_GOAL_: Reproduce each of the following lines word for word.

_SUPPLIED DATA_:
※
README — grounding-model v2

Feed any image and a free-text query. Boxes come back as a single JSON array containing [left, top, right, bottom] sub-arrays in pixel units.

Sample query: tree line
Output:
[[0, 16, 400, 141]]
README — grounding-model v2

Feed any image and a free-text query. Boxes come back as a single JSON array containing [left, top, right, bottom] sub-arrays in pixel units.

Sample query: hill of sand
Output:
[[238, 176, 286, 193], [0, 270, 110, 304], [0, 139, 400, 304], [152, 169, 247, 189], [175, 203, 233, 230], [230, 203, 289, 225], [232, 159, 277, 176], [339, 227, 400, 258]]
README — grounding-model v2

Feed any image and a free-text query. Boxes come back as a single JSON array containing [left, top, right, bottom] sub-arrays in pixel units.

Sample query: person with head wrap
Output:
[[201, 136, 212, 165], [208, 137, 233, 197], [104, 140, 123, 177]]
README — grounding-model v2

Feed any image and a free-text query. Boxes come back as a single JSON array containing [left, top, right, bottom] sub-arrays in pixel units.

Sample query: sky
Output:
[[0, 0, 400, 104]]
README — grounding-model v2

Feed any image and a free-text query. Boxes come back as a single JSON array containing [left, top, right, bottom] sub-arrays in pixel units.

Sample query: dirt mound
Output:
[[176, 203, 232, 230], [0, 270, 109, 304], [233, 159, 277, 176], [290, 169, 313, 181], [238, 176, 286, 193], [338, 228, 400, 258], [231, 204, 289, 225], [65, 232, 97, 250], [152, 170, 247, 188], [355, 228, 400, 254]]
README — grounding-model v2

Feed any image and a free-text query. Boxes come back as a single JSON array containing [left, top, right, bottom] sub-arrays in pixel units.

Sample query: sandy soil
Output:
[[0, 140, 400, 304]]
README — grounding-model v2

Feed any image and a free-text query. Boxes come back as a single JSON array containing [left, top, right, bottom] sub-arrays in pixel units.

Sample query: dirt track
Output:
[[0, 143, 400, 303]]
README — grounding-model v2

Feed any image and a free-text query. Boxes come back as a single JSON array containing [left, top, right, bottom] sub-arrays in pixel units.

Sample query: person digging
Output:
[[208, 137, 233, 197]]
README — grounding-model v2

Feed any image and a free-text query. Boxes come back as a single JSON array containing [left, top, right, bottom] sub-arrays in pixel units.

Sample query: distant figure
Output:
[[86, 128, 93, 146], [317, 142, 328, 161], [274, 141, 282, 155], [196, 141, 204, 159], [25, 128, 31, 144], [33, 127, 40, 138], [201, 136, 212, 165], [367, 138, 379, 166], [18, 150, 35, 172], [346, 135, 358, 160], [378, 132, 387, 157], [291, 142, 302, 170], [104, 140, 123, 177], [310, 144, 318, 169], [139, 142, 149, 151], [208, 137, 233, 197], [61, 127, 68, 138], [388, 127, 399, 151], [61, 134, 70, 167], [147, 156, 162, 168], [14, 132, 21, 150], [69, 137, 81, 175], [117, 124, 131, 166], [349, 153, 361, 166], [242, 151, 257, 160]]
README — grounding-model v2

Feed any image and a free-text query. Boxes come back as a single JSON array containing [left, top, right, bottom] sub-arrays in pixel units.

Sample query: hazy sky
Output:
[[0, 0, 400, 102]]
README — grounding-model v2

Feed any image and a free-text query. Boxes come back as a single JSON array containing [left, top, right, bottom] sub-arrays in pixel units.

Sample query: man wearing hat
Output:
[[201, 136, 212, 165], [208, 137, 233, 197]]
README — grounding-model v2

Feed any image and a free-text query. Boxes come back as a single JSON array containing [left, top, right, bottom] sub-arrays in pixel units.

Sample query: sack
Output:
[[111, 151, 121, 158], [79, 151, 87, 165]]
※
_SOLUTION TO THIS TASK_:
README — grounding-model v2

Feed any image and a free-text query. Boxes come back as a single JSON array containing [left, top, right, bottom] sub-arrays in pixel units.

Sample query: tree line
Output:
[[0, 16, 400, 141]]
README — grounding-model v2

Feed any image and a free-text query. Boxes come back as a single JSON array containing [left, top, right, bottom] sub-arrays in pixel units.

Sample query: hill of sand
Output:
[[238, 176, 286, 193], [0, 270, 110, 304], [0, 139, 400, 304], [152, 169, 247, 189], [175, 203, 233, 230], [230, 203, 289, 225], [232, 159, 277, 176], [339, 227, 400, 258]]
README — grounding-model v2

Feed any image and a free-text query. Boxes come back as a single JSON array containing [left, top, right, bottom] sub-arrays in pixel units.

Sample query: person with head wrap
Output:
[[201, 136, 212, 165], [208, 137, 233, 197], [104, 140, 123, 177]]
README — grounding-model v2

Feed any image and a free-text query. Boxes come back as a single JSON array containing [left, top, right, bottom] sub-arrays in pixel units.

Sample query: sky
Output:
[[0, 0, 400, 104]]
README — grounding-model v2

Feed any image and a free-text query. Boxes come back as a single JSON array containing [left, top, right, bottom] sub-arrays in pixel units.

Sample query: dirt mound
Output:
[[176, 203, 232, 230], [0, 270, 109, 304], [233, 159, 277, 176], [290, 169, 313, 181], [238, 176, 286, 193], [338, 228, 400, 258], [231, 204, 289, 225], [65, 232, 97, 250], [152, 170, 247, 188], [355, 228, 400, 254]]
README — grounding-model v2

Feed any image and a free-text query. Boxes come back as a single JSON array containing [left, top, right, bottom] sub-arrays in pixel units.

Sample query: sandy soil
Output:
[[0, 140, 400, 304]]
README — grounding-model v2

Feed any image and a free-text query. Boxes come back as a single JSON array containing [left, top, right, bottom] sub-arrays in pixel units.

Sample query: dirt track
Output:
[[0, 143, 400, 303]]
README — grounding-model v2

Feed any image and a free-text query. Boxes come back as a single JSON array containing [left, top, right, bottom] sub-arrays in pixel units.

Sample query: person digging
Output:
[[208, 137, 233, 197]]
README — grounding-model v2

Feed any image and a free-text query. Boxes come back as a single JSON array containing [left, top, right, bottom] sub-arrays in pixel units.

Sample query: distant figure
Output:
[[86, 128, 93, 146], [317, 142, 328, 161], [274, 141, 282, 155], [196, 141, 204, 159], [25, 128, 31, 144], [33, 127, 40, 138], [201, 136, 212, 165], [367, 138, 379, 166], [18, 150, 35, 172], [346, 135, 358, 160], [378, 132, 387, 157], [291, 142, 302, 170], [104, 140, 123, 177], [310, 144, 318, 169], [139, 142, 149, 151], [208, 137, 233, 197], [61, 127, 68, 138], [388, 127, 399, 151], [61, 134, 70, 167], [147, 156, 162, 168], [14, 132, 21, 150], [69, 137, 81, 175], [117, 124, 131, 166], [349, 153, 361, 166], [242, 151, 257, 160]]
README — grounding-model v2

Feed any image and a free-text query. Boxes come back as a single JSON array containing [left, top, right, bottom] sub-arrays in pixel units.

Sample query: hazy sky
Output:
[[0, 0, 400, 102]]
README — grounding-model v2

Feed any image and a free-text query. Boxes come back as a single JSON array containing [left, top, right, bottom] sub-arrays in pixel units.

Sample query: man wearing hat
Output:
[[201, 136, 212, 165], [208, 137, 233, 197]]
README — grounding-model v2

Feed any image and a free-text query. Boxes come back as a single JSON array containing [left, top, right, bottom] sub-arrays in pixel units.

Sample query: sack
Output:
[[111, 151, 121, 158], [79, 151, 87, 165]]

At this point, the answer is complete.